-- BEGIN RECORDED DATA --
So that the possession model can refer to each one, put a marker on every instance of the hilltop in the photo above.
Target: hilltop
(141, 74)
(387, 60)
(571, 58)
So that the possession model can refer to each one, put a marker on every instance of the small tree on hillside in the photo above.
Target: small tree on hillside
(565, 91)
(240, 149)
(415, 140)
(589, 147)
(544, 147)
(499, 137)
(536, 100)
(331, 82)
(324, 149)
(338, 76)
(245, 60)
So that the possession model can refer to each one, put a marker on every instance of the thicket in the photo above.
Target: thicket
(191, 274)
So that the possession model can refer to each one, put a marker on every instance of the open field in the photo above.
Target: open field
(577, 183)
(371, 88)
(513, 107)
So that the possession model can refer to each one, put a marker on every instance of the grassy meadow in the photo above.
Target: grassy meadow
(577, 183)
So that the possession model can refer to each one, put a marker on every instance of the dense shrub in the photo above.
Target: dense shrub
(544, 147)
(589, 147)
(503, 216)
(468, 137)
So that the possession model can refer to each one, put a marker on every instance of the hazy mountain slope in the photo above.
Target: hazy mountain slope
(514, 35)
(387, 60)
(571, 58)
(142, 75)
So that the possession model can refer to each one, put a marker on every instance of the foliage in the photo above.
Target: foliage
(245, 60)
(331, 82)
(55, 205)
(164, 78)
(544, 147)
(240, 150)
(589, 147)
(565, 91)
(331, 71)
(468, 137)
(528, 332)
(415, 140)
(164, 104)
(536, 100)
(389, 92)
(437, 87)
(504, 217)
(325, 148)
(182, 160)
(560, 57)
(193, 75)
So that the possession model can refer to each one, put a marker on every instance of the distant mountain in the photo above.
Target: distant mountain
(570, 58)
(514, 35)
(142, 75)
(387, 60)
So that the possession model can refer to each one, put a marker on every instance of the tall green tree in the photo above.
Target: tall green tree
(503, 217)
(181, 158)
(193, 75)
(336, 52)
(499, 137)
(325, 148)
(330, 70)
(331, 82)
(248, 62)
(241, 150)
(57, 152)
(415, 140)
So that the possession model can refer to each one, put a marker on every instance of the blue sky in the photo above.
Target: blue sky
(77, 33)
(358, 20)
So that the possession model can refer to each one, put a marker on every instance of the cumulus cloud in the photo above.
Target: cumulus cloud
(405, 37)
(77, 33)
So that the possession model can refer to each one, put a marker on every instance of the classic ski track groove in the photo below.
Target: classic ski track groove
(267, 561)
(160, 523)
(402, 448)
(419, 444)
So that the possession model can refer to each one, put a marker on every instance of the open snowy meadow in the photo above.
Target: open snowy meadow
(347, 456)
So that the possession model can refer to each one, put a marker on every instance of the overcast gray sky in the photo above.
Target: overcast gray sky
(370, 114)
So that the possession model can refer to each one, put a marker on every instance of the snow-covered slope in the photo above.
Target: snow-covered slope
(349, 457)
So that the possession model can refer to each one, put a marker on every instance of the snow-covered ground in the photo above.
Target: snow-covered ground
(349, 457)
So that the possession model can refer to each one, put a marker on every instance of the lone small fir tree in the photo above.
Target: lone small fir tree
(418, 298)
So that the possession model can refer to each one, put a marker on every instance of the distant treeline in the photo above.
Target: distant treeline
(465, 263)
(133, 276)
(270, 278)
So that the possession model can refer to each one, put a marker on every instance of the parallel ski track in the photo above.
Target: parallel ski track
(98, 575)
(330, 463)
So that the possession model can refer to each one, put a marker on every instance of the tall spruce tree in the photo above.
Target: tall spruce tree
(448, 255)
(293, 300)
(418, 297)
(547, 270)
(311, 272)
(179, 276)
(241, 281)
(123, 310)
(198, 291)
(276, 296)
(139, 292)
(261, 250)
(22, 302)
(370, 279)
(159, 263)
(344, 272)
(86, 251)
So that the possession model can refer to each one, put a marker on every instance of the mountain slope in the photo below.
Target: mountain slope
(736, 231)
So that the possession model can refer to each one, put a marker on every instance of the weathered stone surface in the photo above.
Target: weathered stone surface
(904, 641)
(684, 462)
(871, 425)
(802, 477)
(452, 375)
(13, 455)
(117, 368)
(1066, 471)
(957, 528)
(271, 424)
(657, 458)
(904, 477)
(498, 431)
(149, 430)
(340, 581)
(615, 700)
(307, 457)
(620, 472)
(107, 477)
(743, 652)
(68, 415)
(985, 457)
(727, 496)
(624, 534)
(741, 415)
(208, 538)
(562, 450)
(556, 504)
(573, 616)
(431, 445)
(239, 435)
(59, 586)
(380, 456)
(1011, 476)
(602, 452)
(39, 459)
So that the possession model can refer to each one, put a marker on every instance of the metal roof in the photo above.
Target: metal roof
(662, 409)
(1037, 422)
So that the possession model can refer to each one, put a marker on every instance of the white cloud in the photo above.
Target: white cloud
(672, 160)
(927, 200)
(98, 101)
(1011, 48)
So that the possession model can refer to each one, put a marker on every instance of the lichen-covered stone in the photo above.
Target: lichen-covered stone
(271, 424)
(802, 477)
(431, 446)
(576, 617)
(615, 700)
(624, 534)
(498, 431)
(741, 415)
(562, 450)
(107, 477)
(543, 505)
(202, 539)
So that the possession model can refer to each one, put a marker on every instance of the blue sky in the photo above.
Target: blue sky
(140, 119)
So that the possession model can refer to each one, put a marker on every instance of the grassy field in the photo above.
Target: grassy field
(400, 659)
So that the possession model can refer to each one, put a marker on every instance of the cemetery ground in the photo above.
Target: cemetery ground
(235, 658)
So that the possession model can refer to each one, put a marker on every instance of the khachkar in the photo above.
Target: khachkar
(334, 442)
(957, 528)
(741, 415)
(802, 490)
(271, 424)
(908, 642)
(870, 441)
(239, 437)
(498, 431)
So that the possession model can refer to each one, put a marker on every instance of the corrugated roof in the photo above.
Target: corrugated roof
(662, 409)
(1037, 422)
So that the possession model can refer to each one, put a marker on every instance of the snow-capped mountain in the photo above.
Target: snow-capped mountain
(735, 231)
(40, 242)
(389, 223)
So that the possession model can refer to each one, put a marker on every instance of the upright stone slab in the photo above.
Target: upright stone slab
-- END RECORDED DATA --
Your task is to repeat every line exactly.

**FULL OUTPUT**
So that the possession model can refer to each one, put a marker on every instance of the hilltop in the photo above.
Target: hilltop
(141, 74)
(387, 60)
(571, 58)
So that the possession model can refer to each one, put a marker on every instance of the small tree on hillside in the photo above.
Target: small tree on hillside
(565, 91)
(240, 149)
(415, 140)
(589, 147)
(544, 147)
(499, 137)
(536, 100)
(331, 82)
(324, 149)
(338, 76)
(245, 60)
So that the possession model can refer to each one, put a marker on every instance of the thicket in the photo above.
Target: thicket
(191, 274)
So that the possession model can refer to each one, put a marker on every instance of the open field in the photo above.
Target: open field
(577, 183)
(371, 88)
(513, 107)
So that the possession model can refer to each one, put a marker on every instance of the grassy meadow in the photo above.
Target: grassy meadow
(577, 183)
So that the possession model can refer to each one, put a marker on every instance of the dense shrub in the photo above.
Target: dense shrub
(544, 147)
(589, 147)
(503, 216)
(468, 137)
So that the possession model can refer to each one, put a marker on every instance of the hazy mountain slope in the photo above.
Target: hazy mountain slope
(514, 35)
(387, 60)
(571, 58)
(142, 75)
So that the possession model can refer to each one, put a marker on every instance of the foliage in the photo above.
Target: foliage
(245, 60)
(331, 82)
(55, 205)
(164, 78)
(544, 147)
(240, 150)
(589, 147)
(565, 91)
(331, 71)
(468, 137)
(528, 332)
(415, 140)
(164, 104)
(536, 100)
(389, 92)
(437, 87)
(504, 217)
(325, 148)
(182, 160)
(560, 57)
(193, 75)
So that the possession model can refer to each one, put a marker on every instance of the distant mountain in the photo above.
Target: distant mountain
(570, 58)
(514, 35)
(142, 75)
(387, 60)
So that the possession model can refer to each one, put a marker on every instance of the tall green tree in the photo above.
Target: tall green tree
(503, 217)
(181, 158)
(193, 75)
(336, 52)
(499, 137)
(325, 148)
(330, 70)
(331, 82)
(248, 62)
(241, 150)
(57, 152)
(415, 140)
So that the possession model can refer to each one, put a marker on every instance of the blue sky in the photo above.
Target: blue sky
(77, 33)
(358, 20)
So that the possession model can refer to each one, put a marker on every instance of the cumulus cloud in the photo above.
Target: cumulus cloud
(405, 37)
(77, 33)
So that the possession model can refer to each one, put a marker on every instance of the classic ski track groove in the photo below.
Target: classic ski track groove
(267, 561)
(160, 523)
(402, 448)
(419, 444)
So that the possession model can refer to each one, put a marker on every instance of the open snowy meadow in the photo above.
Target: open snowy meadow
(347, 456)
So that the possession model can refer to each one, put a marker on every instance of the overcast gray sky in the photo above.
Target: overcast gray sky
(370, 114)
So that the possession model can refer to each one, put a marker on every instance of the snow-covered slope in the photo above.
Target: snow-covered slope
(349, 457)
So that the possession model can refer to each one, put a marker on every instance of the snow-covered ground in the photo above.
Target: snow-covered ground
(349, 457)
So that the possession model can refer to each one, put a marker on every instance of the lone small fir tree in the photo above.
Target: lone small fir tree
(418, 298)
So that the possession model can refer to each one, put a marker on every instance of the distant treeline in the photo above.
Target: distant treeline
(465, 263)
(133, 276)
(270, 278)
So that the possession model can refer to each one, put a marker on every instance of the parallel ski track in the photo above.
Target: parallel ski track
(98, 575)
(330, 463)
So that the possession model can refer to each one, put a marker on every instance of the tall spruce tree in the photo above.
Target: tall spruce tree
(448, 255)
(293, 300)
(418, 297)
(547, 270)
(311, 272)
(179, 276)
(241, 281)
(123, 310)
(198, 291)
(276, 296)
(139, 292)
(261, 250)
(22, 302)
(370, 279)
(159, 263)
(344, 272)
(86, 251)
So that the possession model can refer to each one, put a marker on every instance of the mountain slope in the photo below.
Target: mountain slope
(736, 231)
So that the possession model can refer to each one, put a marker on every instance of the weathered stone surface in the photo above.
Target: weathered stone surface
(904, 641)
(684, 462)
(871, 425)
(802, 477)
(452, 375)
(13, 455)
(117, 368)
(1066, 471)
(957, 528)
(271, 424)
(657, 458)
(904, 477)
(498, 431)
(149, 430)
(340, 581)
(615, 700)
(307, 457)
(620, 472)
(107, 477)
(743, 652)
(68, 415)
(985, 457)
(727, 496)
(624, 534)
(741, 415)
(208, 538)
(562, 450)
(556, 504)
(573, 616)
(431, 445)
(239, 435)
(59, 586)
(380, 456)
(1011, 476)
(602, 452)
(39, 459)
So that the possession model can refer to each one, put a marker on every instance of the metal roof in the photo above.
Target: metal roof
(662, 409)
(1037, 422)
So that the possession model can refer to each one, put a marker on every instance of the white cloud in the photo above.
Target: white cloud
(672, 160)
(927, 200)
(98, 101)
(1011, 48)
So that the possession model can refer to each one, put a marker on every instance of the lichen-covered stone in the photo above.
Target: lichen-covered stone
(271, 424)
(802, 477)
(431, 446)
(576, 617)
(615, 700)
(624, 534)
(498, 431)
(741, 415)
(562, 450)
(107, 477)
(543, 505)
(202, 539)
So that the possession model can refer to each one, put a marker on every instance of the blue sky in the photo above.
Target: blue sky
(140, 119)
So that the possession model can refer to each one, put a marker on every instance of the grassy field in the photo above.
Target: grassy field
(400, 659)
So that the possession model can refer to each one, put a marker on every instance of the cemetery ground in the photo above.
Target: cemetery ground
(235, 658)
So that the possession model can refer to each one, put a marker on every instance of the khachkar in the photo above.
Target: khachkar
(334, 442)
(957, 528)
(741, 415)
(802, 490)
(271, 424)
(908, 642)
(870, 441)
(239, 437)
(498, 431)
So that the possession model can refer to each one, put a marker on every instance of the corrugated roof in the photo above.
Target: corrugated roof
(662, 409)
(1037, 422)
So that the possession model can refer to each one, put a marker on every instance of the snow-capped mountain in the photo above.
Target: snow-capped mountain
(735, 231)
(40, 242)
(389, 223)
So that the possession model can refer to each one, put a marker on every instance of the upright stone slab in the photo above.
Target: upright stone slab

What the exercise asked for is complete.